> Task brief:
Extract the whole listing as it stands. Do not include the pictures.

● ● ●

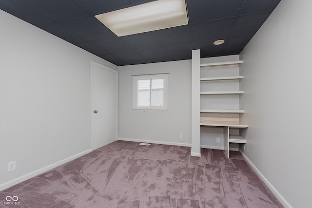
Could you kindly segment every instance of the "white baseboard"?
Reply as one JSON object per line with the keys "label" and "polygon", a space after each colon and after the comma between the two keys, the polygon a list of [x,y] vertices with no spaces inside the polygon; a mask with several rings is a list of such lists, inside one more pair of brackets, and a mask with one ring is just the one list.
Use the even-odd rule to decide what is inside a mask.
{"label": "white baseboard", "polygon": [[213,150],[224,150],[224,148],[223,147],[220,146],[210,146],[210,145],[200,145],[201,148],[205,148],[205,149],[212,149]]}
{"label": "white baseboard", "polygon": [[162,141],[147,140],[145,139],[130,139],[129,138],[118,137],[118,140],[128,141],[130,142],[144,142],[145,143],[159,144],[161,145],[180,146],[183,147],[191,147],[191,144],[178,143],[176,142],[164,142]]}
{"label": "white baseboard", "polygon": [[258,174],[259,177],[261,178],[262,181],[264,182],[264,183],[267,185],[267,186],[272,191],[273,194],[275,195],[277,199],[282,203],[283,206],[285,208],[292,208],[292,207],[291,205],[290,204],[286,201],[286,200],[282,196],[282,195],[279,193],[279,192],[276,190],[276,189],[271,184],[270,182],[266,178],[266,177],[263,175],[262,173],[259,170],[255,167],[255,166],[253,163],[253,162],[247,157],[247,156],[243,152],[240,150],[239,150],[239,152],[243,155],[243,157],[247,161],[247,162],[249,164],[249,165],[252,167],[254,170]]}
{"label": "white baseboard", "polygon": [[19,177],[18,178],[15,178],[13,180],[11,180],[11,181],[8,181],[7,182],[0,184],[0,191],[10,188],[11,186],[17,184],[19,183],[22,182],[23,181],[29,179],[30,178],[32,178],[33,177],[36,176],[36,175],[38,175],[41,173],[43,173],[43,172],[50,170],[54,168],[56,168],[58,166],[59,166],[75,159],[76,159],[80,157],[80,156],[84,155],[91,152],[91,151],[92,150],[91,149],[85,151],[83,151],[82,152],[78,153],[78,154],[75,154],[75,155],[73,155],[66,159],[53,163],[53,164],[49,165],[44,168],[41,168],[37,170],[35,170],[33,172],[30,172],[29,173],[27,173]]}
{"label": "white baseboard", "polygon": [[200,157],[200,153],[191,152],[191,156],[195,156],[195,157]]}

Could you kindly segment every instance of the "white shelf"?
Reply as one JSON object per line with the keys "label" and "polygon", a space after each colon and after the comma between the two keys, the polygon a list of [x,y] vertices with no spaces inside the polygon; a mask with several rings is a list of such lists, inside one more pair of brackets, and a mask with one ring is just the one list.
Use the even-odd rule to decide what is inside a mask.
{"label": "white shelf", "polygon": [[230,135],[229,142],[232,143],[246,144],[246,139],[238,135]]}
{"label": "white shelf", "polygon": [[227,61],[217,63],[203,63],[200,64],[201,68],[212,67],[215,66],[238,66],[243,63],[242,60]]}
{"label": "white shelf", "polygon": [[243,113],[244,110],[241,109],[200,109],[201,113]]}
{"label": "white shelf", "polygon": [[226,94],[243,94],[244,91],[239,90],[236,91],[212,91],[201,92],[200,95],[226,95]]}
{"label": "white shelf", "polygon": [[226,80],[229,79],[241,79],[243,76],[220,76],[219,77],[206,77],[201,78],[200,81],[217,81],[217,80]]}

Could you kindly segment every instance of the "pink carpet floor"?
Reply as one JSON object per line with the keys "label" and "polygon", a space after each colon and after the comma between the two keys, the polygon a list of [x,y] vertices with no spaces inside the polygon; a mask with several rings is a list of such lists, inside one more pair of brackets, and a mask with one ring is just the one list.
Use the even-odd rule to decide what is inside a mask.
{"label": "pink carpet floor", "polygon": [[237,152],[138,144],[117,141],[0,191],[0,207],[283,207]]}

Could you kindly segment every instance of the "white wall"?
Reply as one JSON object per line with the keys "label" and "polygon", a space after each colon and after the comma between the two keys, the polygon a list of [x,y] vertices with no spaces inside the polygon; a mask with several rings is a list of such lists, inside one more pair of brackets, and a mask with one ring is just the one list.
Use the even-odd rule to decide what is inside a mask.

● ● ●

> Solution below:
Could you kindly segment every instance of the "white baseboard"?
Reply as one JSON object per line with the keys "label" and "polygon", a space after each colon and after the comma between the two keys, the polygon a list of [x,y] vertices with no spaces inside the polygon; a mask with several rings is a list of such lists, inside one more pair of brackets, and a mask with one ring is just the one list.
Use the even-odd rule to decide what is inside a mask.
{"label": "white baseboard", "polygon": [[213,150],[224,150],[224,148],[223,147],[220,146],[210,146],[210,145],[200,145],[201,148],[205,148],[205,149],[212,149]]}
{"label": "white baseboard", "polygon": [[162,141],[147,140],[145,139],[130,139],[129,138],[118,137],[118,140],[128,141],[130,142],[144,142],[145,143],[159,144],[161,145],[180,146],[183,147],[191,147],[191,144],[178,143],[176,142],[164,142]]}
{"label": "white baseboard", "polygon": [[258,174],[259,177],[261,178],[262,181],[264,182],[264,183],[267,185],[267,186],[272,191],[273,194],[275,195],[277,199],[282,203],[283,206],[285,208],[292,208],[292,207],[291,205],[290,204],[286,201],[286,200],[282,196],[282,195],[279,193],[279,192],[276,190],[276,189],[271,184],[270,182],[266,178],[266,177],[263,175],[262,173],[259,170],[255,167],[255,166],[253,163],[253,162],[247,157],[247,156],[243,152],[240,150],[239,150],[239,152],[243,155],[243,157],[247,161],[247,162],[249,164],[249,165],[252,167],[254,170]]}
{"label": "white baseboard", "polygon": [[19,177],[18,178],[15,178],[13,180],[11,180],[11,181],[8,181],[7,182],[0,184],[0,191],[10,188],[11,186],[17,184],[19,183],[22,182],[23,181],[29,179],[30,178],[32,178],[33,177],[36,176],[36,175],[38,175],[41,173],[43,173],[43,172],[50,170],[54,168],[56,168],[58,166],[59,166],[75,159],[76,159],[80,157],[80,156],[84,155],[91,152],[91,151],[92,150],[91,149],[85,151],[83,151],[82,152],[78,153],[78,154],[75,154],[75,155],[73,155],[66,159],[53,163],[53,164],[49,165],[44,168],[41,168],[37,170],[35,170],[33,172],[30,172],[29,173],[27,173]]}
{"label": "white baseboard", "polygon": [[200,157],[200,153],[191,152],[191,156],[195,156],[195,157]]}

Could you kindly segment every instance of the "white shelf"?
Reply as one JSON object per line with the keys "label" and "polygon", a space after each colon and after the comma between the two keys, the polygon a list of [x,y] vertices with no spaces inside the polygon; a mask with several rings is a list of such lists, inside one more pair of brackets, and a mask with one ring is just the one list.
Use the even-odd rule to decide what is inside a mask.
{"label": "white shelf", "polygon": [[230,135],[229,142],[232,143],[246,144],[246,139],[238,135]]}
{"label": "white shelf", "polygon": [[227,61],[217,63],[203,63],[200,64],[201,68],[212,67],[215,66],[238,66],[243,63],[242,60]]}
{"label": "white shelf", "polygon": [[243,113],[244,110],[241,109],[200,109],[201,113]]}
{"label": "white shelf", "polygon": [[226,94],[243,94],[244,91],[239,90],[236,91],[212,91],[201,92],[200,95],[226,95]]}
{"label": "white shelf", "polygon": [[226,80],[229,79],[241,79],[243,76],[220,76],[219,77],[206,77],[201,78],[200,81],[217,81],[217,80]]}

Could you kindly segment every instance of the "pink carpet floor"?
Reply as one JSON object per line with the keys "label" and "polygon", a space after each colon and after the comma between the two keys, the polygon a list of [x,y] vertices with no spaces inside the polygon; a mask with several rings is a list of such lists, inside one more pair of brackets, and a mask with one ring is just the one list.
Use the even-odd rule to decide what is inside a mask.
{"label": "pink carpet floor", "polygon": [[237,152],[138,144],[117,141],[0,191],[0,207],[283,207]]}

Could you kindly segment every instance of the "white wall"?
Reply as one JSON object per line with the keys "label" and "polygon", a space after each colon and after the comma between the two keys, the polygon a list of [x,y] vertices with no spaces inside the polygon; a mask with several rings is a list of such lists, inside one more pair of brackets, and a mask with one ring is just the one list.
Use the even-odd rule to decide what is inside a mask.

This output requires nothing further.